WRITTEN EXERCISE A: Please copy, from the records below, every line that contains the word "blue".

PROVIDED TEXT:
□ □ □
We sat down with Jill Gurtner, Founder and Principal of Clark Street Community School, to learn more about why she started the school and how she hopes to serve all learners in their space while inspiring other educators to adopt a learner-centered model.
Q: What prompted you to start a school from scratch?
Jill: I have been a high school administrator in this school district (Middleton-Cross Plains Area School District in Wisconsin) for 27 years. When we started planning Clark Street Community School, just over ten years ago, I was an assistant principal at the conventional high school and the lead administrator at our alternative high school, which was targeted for students identified as being at risk of not graduating.
When the opportunity arose to start a new school, we started talking as a staff at the alternative high school about our ideas. We would see the most amazing things out of our learners when we had them out in the community, really working on issues and problems that mattered to them. They could see the clear connection to their learning. We wanted to figure out how to create a school built on those ideas.
Like so many educators, I know the current system doesn’t work. For me, starting the school was about getting into action, saying let’s start from scratch and build a school that really does engage all young people as learners.
Q: We understand that your school attracted learners for whom the conventional school was not working–can you tell us more about why this might be the case?
Jill: Our schools have historically been designed with a very narrow definition of success. For far too many students, the longer they stay in school, the more disengaged they’ve become because this school design doesn’t honor their strengths, passions, or experiences.
Some students internalize this struggle and begin to believe they cannot successfully learn. We began our work with the belief that it was the system, not the students, that needed changing.
Before I share a little more about our learners, I’ll just share that we’ve focused really hard on engaging all learners and have as little focus as possible on compliance. Our big driving ideas for the school are that it is place-based, personalized, and democratic. Our interdisciplinary seminars and competency-based system honor how learning happens naturally.
We also believe that all learners should learn together. We don’t have to separate young people into particular categories or groups. This type of learning is richer and better for all of them.
With that said, the learners who are most likely to look for something different and who have typically come to Clark fall into one of two categories: either they’re struggling and looking for something different, or they and their families have enough understanding of the fact that there are other options and seek them out.
Consistently, those two categories have made up our learner population. As a result, we’ve always had a powerfully diverse group of learners in our school, which has added to the richness of our learning community.
I really thought that over time, as we proved that we could be successful, all students would want to come check Clark out. But, that hasn’t happened. Things haven’t really budged.
I guess I had this very naive notion that if we built this model and could show it was successful—enabling kids to have success both at Clark Street and in their post-secondary experiences—people would come.
I believed that people would want to know what we were doing and would want to learn from us. It turns out that is not enough because the system is just so good at staying stuck. Even though people complain that the system can’t do the things they want it to do, that doesn’t lead to change. And, I don’t mean to diminish educators. Educators are exhausted and working so hard. They don’t have time to go check out the newest thing or really even take time to imagine. I just thought it would lead to more conversations and a broader change.
Q: You’ve got ten years under your belt. What have you learned?
□ □ □
DATA LISTING:
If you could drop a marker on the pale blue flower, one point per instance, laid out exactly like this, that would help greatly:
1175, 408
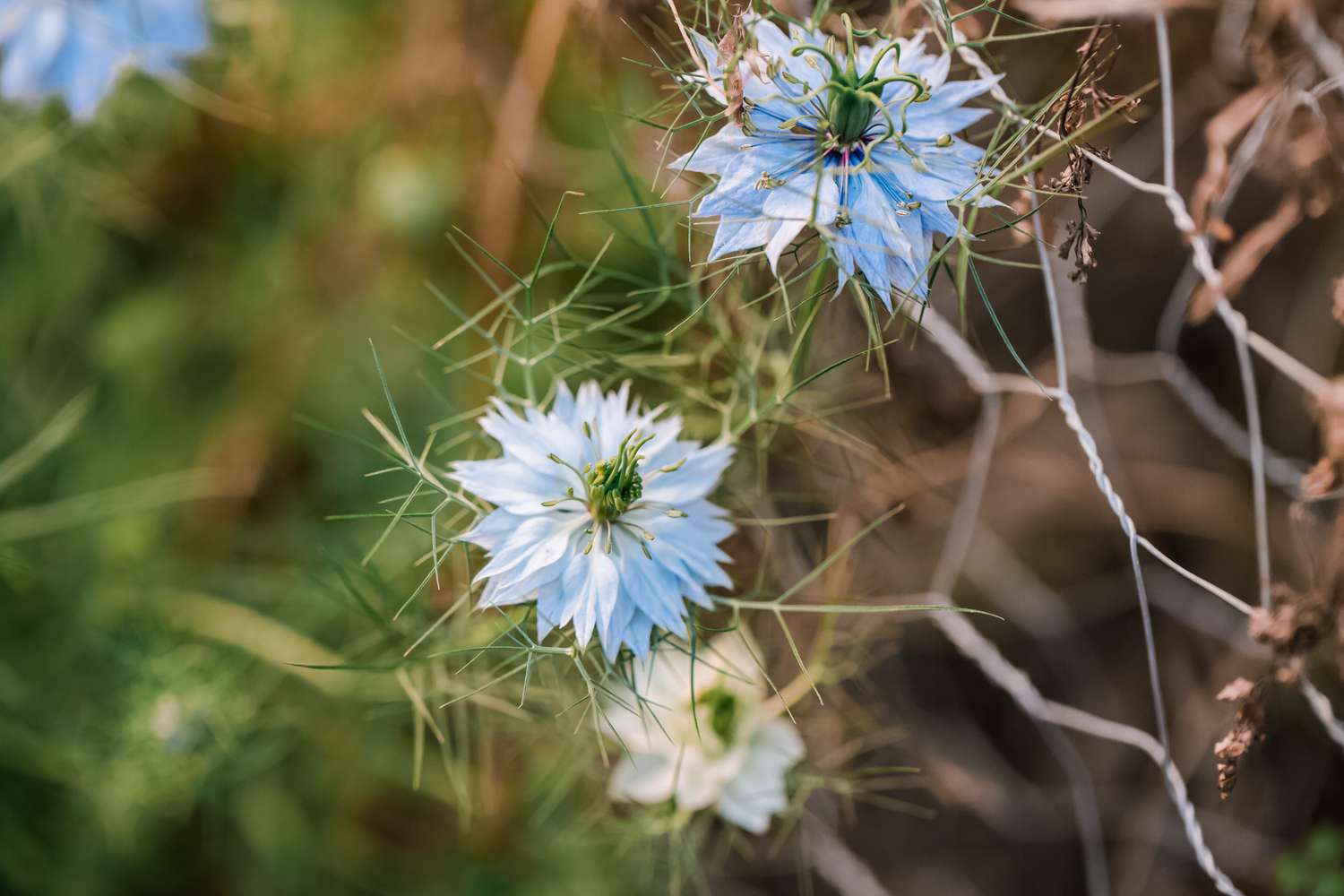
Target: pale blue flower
77, 48
859, 142
702, 734
602, 516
□ □ □
WRITTEN EXERCISE B: List the driving ideas for the school that the interview names.

TASK RESULT A:
If you could drop a marker on the pale blue flower, one point per instance, laid out exactly like this, that would help greatly:
Target: pale blue flower

TASK RESULT B:
- place-based
- personalized
- democratic